=== What you are asked to do ===
Output, word for word, every line from the line with "query | spot the man's short" through the final line of the data below.

##########

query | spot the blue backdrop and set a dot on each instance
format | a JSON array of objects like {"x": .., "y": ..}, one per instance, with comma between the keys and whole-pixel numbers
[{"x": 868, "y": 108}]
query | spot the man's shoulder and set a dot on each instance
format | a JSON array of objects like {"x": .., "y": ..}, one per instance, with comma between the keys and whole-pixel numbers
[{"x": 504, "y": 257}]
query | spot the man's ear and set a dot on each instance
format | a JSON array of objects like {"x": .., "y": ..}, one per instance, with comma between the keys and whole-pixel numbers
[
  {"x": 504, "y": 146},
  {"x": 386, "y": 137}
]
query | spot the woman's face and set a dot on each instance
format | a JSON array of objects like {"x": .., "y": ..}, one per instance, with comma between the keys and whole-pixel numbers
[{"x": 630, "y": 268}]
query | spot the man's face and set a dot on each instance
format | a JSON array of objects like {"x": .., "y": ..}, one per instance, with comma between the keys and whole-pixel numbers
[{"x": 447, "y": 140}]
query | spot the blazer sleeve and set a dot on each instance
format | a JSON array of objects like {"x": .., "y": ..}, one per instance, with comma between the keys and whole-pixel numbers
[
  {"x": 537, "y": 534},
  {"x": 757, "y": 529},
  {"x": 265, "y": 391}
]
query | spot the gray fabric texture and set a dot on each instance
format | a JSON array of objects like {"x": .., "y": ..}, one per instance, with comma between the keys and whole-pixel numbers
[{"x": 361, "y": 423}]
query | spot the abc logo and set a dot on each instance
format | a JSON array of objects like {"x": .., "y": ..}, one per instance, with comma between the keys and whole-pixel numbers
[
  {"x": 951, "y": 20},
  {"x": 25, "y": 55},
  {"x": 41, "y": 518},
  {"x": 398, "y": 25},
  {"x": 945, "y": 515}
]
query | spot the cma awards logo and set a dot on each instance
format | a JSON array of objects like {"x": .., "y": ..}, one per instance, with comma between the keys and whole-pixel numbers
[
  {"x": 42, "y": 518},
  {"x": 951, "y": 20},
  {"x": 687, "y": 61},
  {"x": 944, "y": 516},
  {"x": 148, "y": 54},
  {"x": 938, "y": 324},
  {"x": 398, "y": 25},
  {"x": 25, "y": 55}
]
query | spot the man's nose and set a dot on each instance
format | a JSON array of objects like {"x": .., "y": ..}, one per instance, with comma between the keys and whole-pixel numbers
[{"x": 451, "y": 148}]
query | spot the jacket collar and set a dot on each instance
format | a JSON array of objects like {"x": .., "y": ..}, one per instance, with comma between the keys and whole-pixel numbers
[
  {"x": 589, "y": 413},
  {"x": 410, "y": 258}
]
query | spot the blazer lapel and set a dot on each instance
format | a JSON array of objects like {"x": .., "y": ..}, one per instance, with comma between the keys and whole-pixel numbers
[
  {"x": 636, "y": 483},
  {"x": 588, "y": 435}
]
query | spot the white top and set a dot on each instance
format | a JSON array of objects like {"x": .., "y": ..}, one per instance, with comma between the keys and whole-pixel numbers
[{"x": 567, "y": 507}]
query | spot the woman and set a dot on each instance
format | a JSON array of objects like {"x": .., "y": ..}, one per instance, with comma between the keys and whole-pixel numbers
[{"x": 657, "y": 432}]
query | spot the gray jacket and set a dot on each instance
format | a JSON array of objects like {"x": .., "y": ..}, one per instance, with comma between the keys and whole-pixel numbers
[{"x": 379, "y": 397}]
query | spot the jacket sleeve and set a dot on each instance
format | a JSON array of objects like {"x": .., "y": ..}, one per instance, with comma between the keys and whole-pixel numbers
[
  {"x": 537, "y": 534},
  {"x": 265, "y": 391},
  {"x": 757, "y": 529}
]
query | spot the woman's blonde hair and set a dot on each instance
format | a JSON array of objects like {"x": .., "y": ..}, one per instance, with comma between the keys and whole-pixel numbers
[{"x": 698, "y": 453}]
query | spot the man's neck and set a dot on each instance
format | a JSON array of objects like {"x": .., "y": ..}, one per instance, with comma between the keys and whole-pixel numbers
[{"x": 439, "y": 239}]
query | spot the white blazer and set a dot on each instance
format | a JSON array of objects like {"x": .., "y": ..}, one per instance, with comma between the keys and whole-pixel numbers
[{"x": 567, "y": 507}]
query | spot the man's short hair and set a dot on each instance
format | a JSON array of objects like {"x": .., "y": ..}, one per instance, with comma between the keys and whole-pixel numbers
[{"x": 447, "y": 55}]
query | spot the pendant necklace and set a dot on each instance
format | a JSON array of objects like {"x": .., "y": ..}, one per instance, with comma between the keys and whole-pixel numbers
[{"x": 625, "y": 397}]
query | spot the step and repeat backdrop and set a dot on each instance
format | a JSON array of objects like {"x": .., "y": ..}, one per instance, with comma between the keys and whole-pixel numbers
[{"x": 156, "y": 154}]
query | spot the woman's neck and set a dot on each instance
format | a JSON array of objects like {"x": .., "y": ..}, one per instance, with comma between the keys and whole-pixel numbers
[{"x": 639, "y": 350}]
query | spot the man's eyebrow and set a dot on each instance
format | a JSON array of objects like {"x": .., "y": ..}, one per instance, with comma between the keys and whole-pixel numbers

##########

=== Written answer ===
query | spot the man's short hair and set a dot on each instance
format | a JSON array of objects like {"x": .., "y": ..}, one per instance, with comma between the keys and whole-pixel numbers
[{"x": 447, "y": 55}]
query | spot the pendant necklace and set a dot on each instance
format | a JSON array of objects like {"x": .., "y": ..}, one per instance, with comma between the keys and whole-pixel numbers
[{"x": 625, "y": 397}]
query | spot the step and repeat backdrop and set a dot on each instance
format | a JSON array of objects like {"x": .., "y": ..}, one per instance, with comma between the keys and whole-pixel numbers
[{"x": 156, "y": 154}]
query | spot the woman's neck and set a dot on each instance
format | a JSON array of objects like {"x": .., "y": ..}, one per instance, with comma between the keys and whole-pixel numbers
[{"x": 639, "y": 350}]
query | spot the man's eyebrow and set a dot on each instance
format | a JSON array of objects like {"x": .., "y": ..}, one per instance, with comma between the keys and whole-pixel numbers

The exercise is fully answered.